Corrían rumores: alguien había leído en un periódico, otro había oído que… A un tercero le habían dicho… De las bibliotecas desaparecieron todos los folletos ridículos (como se demostró a los pocos días) relacionados con la defensa civil. Algunos escuchaban las radios occidentales; solo esas emisoras informaban de qué pastillas había que tomar, cómo usarlas correctamente. Pero la mayoría de las veces la reacción era: «Los enemigos se alegran de nuestras desgracias, cuando, por el contrario, todo va bien». El 9 de mayo[46], los veteranos irán al desfile y… tocará una orquesta de viento. Hasta aquellos que fueron a apagar el reactor, como se supo, vivían rodeados de rumores. Parece ser que agarrar el grafito con las manos es peligroso. Según dicen algunos.
De no se sabe dónde surgió en la ciudad una loca. Iba por el mercado diciendo: «Yo he visto esta radiación. Es azul-azul y palpita». La gente dejó de comprar leche en el mercado, el requesón. Veías a una abuela con la leche y nadie le compraba. «No tengáis miedo —decía—, que yo no saco la vaca al campo; yo misma le traigo la hierba». Salías de la ciudad y a lo largo de la carretera asomaban unos espantajos: veías una vaca paciendo, cubierta de un plástico, y a su lado una abuela, también envuelta en plástico. No sabías si reír o llorar.

[Entradas guardadas]
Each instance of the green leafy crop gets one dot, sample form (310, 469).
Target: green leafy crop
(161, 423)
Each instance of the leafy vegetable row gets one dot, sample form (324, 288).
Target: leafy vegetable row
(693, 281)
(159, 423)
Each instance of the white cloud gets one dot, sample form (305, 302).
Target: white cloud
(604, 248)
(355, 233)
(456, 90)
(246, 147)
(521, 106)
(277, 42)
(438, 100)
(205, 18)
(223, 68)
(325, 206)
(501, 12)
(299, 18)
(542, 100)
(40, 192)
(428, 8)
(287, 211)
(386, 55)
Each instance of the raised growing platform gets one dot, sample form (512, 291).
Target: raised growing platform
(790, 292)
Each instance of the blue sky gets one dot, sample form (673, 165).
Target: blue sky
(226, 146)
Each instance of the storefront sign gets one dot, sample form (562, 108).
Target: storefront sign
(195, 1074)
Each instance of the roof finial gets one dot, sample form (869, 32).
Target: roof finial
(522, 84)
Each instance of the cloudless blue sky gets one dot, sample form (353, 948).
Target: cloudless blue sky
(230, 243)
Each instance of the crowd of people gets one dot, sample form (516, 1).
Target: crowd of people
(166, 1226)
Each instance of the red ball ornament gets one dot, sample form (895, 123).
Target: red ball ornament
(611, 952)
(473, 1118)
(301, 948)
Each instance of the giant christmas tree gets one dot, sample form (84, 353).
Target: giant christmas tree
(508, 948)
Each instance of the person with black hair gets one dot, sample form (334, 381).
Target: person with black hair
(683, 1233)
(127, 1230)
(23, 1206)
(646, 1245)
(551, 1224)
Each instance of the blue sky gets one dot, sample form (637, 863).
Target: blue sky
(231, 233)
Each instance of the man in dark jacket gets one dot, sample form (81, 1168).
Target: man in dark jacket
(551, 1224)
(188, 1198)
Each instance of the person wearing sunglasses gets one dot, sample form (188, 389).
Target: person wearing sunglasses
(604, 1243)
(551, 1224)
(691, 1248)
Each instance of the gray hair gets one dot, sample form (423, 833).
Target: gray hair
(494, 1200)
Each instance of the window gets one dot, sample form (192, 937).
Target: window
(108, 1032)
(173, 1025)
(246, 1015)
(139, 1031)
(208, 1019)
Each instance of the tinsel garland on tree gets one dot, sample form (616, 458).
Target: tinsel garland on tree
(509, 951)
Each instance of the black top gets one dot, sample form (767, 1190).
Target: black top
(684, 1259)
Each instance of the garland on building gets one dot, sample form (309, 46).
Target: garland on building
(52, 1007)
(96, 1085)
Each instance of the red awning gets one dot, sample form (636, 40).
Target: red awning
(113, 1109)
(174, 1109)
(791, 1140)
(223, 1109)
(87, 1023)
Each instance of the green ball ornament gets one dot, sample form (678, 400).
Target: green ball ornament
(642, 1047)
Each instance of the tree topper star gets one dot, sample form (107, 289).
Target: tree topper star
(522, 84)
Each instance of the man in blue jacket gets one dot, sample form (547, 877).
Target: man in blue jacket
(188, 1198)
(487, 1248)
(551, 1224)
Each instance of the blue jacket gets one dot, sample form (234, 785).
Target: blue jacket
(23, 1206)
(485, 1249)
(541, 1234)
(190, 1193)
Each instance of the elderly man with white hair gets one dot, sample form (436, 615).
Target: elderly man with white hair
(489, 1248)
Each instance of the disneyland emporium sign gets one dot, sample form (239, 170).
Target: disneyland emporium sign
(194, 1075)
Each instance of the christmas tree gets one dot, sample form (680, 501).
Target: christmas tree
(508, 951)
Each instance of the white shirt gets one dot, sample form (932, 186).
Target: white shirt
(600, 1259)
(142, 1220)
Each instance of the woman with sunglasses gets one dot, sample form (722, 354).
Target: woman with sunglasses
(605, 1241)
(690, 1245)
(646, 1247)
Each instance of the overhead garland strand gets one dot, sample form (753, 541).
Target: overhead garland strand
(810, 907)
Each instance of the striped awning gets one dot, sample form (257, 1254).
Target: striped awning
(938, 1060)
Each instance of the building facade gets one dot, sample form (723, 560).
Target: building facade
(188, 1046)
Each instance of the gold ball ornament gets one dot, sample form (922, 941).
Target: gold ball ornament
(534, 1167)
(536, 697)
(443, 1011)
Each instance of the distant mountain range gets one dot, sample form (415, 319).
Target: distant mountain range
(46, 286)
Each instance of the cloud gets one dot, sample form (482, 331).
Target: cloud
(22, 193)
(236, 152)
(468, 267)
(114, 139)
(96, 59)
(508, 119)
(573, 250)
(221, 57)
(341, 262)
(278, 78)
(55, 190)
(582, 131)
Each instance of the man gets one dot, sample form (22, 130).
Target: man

- EJERCICIO BREVE A
Copia de nuevo un pasaje del fragmento sobre los rumores en la ciudad y sustituye "abuela" por "anciana". Empieza en las palabras "De no se sabe" y termina después de "reír o llorar.".
- EJERCICIO BREVE B
Escribe la continuación del fragmento sobre los rumores en la ciudad a partir de su última oración.

- RESPUESTA DEL EJERCICIO A
De no se sabe dónde surgió en la ciudad una loca. Iba por el mercado diciendo: «Yo he visto esta radiación. Es azul-azul y palpita». La gente dejó de comprar leche en el mercado, el requesón. Veías a una anciana con la leche y nadie le compraba. «No tengáis miedo —decía—, que yo no saco la vaca al campo; yo misma le traigo la hierba». Salías de la ciudad y a lo largo de la carretera asomaban unos espantajos: veías una vaca paciendo, cubierta de un plástico, y a su lado una anciana, también envuelta en plástico. No sabías si reír o llorar.

- RESPUESTA DEL EJERCICIO B
A nosotros también nos mandaron a la zona para realizar pruebas. A mí me enviaron a una explotación forestal. A los madereros no les redujeron las partidas de madera; el plan que había no se cambió. En el almacén pusimos en marcha un aparato, y el chisme marcaba Dios sabe qué. Junto a las tablas parece que todo es normal, pero al lado, junto a unas escobas recién hechas, el aparato se ponía a cien.
—¿De dónde han salido estas escobas?
—De Krasnopolie (como se supo más tarde, la zona más contaminada de nuestra región de Moguiliov). Esta es la última partida. Las demás ya se han enviado.
—¿Y cómo las vas a localizar por las diferentes ciudades?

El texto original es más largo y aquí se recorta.